> [Exercise prompt] The response must be made up of the lines in the entries below that contain "instance".

> [Data excerpts]
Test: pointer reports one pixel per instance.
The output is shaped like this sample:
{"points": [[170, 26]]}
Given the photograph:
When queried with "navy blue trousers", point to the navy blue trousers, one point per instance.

> [Exercise result]
Test: pointer reports one pixel per instance.
When queried with "navy blue trousers", point to the navy blue trousers, one point per instance.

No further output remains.